___ PROVIDED ENTRIES ___
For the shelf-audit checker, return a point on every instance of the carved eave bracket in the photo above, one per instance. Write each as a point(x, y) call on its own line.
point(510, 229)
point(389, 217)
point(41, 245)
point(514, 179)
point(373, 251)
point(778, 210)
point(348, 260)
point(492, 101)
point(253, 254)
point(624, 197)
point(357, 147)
___
Copy every entry exactly, leaving nothing out.

For the shelf-audit checker, return a point on every instance of the carved eave bracket in the photo above, one per instance. Write each as a point(x, y) call on its own line.
point(510, 229)
point(389, 217)
point(41, 245)
point(514, 179)
point(373, 251)
point(778, 210)
point(348, 260)
point(492, 101)
point(253, 254)
point(624, 197)
point(357, 147)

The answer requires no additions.